- **Document passage**

# # # # #

Reviewer: Mike Christie (talk · contribs) 11:06, 22 August 2022 (UTC)[reply]


I'll review this. Mike Christie (talk - contribs - library) 11:06, 22 August 2022 (UTC)[reply]

  • The FUR for the CD cover has a couple of entries not filled in.
    Added.
  • What makes curtainup.com a reliable source?
    Difficult to argue by Wikipedia's rules that it is. It seems to have been a notable review website in the late 1990s/early 2000s (and the many uses both at Wikipedia and in Gbooks hits seem to confirm this) but I have dropped it as a reference for facts. It is now only used as a source for its review, and I think this is defensible.
  • 'criticised that Daniel Keane does not "become a real character"': "criticized" requires a direct object.
    Rewritten.

# # # # #

- **Record excerpts**
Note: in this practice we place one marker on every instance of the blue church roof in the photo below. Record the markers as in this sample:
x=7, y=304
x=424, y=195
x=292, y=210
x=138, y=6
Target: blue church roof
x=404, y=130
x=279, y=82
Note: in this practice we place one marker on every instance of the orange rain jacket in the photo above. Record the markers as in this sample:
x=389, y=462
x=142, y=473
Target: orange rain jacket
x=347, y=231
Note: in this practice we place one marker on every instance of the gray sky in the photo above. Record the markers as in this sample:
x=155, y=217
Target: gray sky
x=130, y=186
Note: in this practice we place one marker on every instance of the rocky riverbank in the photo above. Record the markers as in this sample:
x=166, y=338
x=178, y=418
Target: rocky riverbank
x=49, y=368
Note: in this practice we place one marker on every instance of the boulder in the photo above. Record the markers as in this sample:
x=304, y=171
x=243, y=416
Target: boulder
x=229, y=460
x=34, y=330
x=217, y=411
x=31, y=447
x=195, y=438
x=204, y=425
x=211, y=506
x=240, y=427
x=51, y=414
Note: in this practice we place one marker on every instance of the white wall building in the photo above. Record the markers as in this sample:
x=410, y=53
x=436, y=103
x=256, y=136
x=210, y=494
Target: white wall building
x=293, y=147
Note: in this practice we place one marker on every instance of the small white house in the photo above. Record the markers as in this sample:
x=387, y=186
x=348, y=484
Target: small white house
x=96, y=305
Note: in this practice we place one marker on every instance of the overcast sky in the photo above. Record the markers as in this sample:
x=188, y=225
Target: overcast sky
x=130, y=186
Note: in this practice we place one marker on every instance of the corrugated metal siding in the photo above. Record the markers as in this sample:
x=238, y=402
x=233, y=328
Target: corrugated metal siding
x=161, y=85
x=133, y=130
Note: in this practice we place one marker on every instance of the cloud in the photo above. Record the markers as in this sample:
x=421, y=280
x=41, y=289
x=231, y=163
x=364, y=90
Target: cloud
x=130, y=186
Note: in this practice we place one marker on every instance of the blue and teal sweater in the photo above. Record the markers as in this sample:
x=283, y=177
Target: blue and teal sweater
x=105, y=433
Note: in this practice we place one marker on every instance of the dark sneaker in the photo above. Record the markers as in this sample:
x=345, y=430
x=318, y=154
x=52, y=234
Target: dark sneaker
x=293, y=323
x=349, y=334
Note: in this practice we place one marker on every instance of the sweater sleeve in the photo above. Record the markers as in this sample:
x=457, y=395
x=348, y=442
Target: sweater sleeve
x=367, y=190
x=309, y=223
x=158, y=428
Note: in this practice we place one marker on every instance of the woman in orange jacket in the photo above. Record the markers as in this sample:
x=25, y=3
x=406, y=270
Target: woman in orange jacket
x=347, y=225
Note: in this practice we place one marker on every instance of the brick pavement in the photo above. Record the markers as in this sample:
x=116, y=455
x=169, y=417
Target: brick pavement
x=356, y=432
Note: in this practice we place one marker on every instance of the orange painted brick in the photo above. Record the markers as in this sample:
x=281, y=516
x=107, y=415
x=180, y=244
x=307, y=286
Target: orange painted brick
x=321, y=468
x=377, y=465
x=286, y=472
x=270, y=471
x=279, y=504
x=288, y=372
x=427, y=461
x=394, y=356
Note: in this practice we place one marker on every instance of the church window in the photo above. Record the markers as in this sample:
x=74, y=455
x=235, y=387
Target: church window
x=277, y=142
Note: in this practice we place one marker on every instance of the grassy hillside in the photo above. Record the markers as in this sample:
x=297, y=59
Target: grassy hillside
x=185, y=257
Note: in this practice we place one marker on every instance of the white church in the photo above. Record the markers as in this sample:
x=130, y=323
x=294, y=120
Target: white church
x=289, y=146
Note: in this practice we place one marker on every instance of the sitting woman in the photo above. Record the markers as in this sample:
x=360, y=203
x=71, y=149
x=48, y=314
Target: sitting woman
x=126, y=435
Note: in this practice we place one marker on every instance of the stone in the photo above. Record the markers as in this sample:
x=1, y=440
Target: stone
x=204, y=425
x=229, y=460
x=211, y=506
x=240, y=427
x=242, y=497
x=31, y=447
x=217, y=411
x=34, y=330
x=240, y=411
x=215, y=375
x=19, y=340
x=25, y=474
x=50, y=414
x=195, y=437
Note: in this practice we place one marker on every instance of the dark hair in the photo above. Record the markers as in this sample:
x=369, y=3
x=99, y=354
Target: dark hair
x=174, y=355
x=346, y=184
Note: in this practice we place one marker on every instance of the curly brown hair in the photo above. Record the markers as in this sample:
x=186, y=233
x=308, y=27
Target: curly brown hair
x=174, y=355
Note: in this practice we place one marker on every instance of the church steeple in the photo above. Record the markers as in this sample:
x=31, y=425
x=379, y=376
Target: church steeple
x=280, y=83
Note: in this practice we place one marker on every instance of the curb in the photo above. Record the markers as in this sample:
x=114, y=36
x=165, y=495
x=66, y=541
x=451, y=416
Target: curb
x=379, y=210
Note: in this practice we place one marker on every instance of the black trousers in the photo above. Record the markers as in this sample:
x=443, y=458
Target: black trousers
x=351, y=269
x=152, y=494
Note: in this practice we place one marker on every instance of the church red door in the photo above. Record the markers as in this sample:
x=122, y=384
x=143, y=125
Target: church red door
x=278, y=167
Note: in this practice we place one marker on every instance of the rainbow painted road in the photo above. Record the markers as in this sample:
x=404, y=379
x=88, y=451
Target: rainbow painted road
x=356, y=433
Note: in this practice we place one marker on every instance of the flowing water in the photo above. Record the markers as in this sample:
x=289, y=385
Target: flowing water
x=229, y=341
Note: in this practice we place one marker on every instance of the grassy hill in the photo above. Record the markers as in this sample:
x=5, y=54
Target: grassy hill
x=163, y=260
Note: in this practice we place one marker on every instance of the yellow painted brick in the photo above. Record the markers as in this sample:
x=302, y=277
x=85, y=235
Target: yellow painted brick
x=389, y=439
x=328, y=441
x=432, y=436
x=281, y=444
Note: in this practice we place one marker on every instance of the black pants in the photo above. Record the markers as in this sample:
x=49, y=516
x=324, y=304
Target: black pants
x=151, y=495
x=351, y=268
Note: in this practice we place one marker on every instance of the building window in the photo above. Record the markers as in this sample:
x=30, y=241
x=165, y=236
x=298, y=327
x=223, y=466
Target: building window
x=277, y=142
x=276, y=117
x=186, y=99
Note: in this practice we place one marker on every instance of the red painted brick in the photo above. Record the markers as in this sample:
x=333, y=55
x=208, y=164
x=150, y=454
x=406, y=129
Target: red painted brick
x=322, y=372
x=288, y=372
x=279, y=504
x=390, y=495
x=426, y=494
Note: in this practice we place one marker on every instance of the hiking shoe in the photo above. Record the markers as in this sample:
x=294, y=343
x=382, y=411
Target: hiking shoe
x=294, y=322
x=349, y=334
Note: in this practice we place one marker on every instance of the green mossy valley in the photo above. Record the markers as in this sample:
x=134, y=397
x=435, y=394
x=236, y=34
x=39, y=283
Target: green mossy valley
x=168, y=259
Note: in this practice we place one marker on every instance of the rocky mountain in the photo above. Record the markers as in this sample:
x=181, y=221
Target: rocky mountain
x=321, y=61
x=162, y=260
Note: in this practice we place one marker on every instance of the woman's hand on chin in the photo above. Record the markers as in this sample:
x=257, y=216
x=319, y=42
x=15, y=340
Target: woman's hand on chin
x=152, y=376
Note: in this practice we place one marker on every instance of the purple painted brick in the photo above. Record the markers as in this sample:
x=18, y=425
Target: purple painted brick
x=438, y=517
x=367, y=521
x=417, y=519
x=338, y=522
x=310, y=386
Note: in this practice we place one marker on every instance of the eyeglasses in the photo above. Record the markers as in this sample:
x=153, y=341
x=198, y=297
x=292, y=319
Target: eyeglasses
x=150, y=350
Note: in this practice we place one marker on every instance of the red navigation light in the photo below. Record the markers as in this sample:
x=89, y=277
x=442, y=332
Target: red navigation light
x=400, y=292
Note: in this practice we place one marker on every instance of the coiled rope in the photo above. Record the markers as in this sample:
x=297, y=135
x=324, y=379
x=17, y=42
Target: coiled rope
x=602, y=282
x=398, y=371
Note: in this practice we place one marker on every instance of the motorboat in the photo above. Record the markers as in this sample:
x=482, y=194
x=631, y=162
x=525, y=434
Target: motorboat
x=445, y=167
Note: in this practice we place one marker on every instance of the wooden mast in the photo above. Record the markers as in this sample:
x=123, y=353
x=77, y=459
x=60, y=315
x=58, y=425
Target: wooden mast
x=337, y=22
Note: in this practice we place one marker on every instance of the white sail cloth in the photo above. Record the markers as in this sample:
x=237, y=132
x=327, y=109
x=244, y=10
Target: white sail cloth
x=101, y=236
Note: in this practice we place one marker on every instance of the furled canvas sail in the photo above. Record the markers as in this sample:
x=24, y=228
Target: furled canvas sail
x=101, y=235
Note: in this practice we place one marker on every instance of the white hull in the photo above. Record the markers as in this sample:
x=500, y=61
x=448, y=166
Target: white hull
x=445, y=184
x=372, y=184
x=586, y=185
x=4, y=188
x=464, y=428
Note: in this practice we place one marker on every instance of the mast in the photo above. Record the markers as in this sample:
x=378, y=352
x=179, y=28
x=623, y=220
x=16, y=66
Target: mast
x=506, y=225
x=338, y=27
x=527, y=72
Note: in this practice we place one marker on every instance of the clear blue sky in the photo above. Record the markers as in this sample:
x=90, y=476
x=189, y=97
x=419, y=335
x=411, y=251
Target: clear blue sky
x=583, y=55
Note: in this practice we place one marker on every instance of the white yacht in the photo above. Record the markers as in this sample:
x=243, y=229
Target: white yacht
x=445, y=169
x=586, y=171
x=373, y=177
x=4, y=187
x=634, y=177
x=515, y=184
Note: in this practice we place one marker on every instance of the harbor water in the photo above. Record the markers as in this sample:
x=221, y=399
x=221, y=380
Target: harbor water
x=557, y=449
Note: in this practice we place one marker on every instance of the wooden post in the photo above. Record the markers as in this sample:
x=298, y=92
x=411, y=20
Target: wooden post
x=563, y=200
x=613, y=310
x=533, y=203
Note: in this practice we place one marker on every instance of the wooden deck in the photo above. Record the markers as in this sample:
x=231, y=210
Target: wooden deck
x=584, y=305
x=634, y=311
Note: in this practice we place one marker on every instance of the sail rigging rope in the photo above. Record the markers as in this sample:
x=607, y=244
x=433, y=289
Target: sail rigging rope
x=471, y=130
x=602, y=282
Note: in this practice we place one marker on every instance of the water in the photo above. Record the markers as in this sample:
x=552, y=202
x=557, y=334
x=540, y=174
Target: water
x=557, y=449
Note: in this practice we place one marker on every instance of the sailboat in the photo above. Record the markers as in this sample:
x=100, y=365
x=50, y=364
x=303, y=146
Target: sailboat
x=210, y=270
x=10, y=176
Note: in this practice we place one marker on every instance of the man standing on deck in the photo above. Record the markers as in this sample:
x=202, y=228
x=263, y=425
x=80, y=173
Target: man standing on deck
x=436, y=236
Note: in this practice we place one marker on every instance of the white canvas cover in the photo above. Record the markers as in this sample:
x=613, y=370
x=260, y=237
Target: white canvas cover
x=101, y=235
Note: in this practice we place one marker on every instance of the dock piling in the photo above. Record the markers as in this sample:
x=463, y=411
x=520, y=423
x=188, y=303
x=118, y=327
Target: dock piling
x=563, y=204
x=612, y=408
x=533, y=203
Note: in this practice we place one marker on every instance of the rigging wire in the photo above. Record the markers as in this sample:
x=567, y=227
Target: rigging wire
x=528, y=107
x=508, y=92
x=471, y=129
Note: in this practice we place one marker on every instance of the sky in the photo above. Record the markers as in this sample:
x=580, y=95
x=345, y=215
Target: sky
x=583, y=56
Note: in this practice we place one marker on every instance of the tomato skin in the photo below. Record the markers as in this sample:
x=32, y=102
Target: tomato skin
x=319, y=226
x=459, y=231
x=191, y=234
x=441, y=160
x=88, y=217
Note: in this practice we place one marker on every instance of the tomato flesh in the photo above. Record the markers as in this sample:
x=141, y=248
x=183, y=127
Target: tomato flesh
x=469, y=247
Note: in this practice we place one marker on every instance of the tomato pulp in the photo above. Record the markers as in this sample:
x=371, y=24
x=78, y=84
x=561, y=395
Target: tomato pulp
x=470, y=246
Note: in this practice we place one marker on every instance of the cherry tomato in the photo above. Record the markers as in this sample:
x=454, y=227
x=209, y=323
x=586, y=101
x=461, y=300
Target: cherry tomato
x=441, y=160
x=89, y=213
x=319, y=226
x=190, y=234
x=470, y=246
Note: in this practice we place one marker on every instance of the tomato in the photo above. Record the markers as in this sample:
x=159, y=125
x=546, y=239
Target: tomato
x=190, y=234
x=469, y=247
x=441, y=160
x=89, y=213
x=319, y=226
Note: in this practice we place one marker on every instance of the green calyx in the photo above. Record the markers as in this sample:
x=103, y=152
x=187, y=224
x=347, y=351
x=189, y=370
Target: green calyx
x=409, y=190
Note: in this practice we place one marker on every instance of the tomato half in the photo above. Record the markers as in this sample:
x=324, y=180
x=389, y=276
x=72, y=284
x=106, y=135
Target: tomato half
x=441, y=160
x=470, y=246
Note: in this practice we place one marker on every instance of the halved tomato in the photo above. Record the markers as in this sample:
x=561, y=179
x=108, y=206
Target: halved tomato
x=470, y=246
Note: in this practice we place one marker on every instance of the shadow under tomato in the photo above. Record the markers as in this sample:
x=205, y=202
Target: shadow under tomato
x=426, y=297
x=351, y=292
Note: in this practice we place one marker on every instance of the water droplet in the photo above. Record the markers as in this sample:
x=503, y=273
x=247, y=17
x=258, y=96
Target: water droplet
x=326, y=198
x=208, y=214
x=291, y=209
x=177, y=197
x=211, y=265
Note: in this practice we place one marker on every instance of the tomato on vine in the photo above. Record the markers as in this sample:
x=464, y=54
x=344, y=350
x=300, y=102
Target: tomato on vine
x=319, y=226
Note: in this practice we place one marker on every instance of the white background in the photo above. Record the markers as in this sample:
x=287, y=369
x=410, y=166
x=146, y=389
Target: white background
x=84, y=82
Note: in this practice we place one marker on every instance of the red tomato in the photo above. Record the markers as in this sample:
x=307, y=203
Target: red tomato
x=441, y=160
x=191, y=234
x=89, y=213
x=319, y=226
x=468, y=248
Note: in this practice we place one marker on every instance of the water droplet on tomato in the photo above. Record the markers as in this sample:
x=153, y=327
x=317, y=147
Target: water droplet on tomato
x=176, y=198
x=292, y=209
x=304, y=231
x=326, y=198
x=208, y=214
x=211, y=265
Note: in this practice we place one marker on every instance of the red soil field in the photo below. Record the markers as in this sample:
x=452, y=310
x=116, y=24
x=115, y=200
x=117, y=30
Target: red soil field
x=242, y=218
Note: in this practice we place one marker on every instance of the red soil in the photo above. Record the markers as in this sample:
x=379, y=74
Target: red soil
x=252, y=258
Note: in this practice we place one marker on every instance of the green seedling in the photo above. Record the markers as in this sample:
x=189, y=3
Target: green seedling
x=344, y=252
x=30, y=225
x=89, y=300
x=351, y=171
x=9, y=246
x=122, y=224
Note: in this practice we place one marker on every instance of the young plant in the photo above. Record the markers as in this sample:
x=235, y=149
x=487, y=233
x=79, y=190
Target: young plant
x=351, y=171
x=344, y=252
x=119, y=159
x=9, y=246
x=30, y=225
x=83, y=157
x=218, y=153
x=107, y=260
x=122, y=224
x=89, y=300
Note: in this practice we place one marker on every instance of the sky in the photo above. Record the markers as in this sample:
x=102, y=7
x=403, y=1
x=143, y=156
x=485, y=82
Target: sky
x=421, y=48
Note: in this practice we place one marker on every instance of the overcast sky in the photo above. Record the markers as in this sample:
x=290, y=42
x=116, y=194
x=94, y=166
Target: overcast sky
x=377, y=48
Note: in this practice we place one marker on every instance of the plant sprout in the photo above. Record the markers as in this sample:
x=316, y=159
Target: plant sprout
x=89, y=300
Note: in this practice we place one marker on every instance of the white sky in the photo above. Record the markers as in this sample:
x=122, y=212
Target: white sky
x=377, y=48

# # # # #

- **What is asked**
Please reproduce the article review discussion above in full, word for word.

- **Answer to the task**
Reviewer: Mike Christie (talk · contribs) 11:06, 22 August 2022 (UTC)[reply]


I'll review this. Mike Christie (talk - contribs - library) 11:06, 22 August 2022 (UTC)[reply]

  • The FUR for the CD cover has a couple of entries not filled in.
    Added.
  • What makes curtainup.com a reliable source?
    Difficult to argue by Wikipedia's rules that it is. It seems to have been a notable review website in the late 1990s/early 2000s (and the many uses both at Wikipedia and in Gbooks hits seem to confirm this) but I have dropped it as a reference for facts. It is now only used as a source for its review, and I think this is defensible.
  • 'criticised that Daniel Keane does not "become a real character"': "criticized" requires a direct object.
    Rewritten.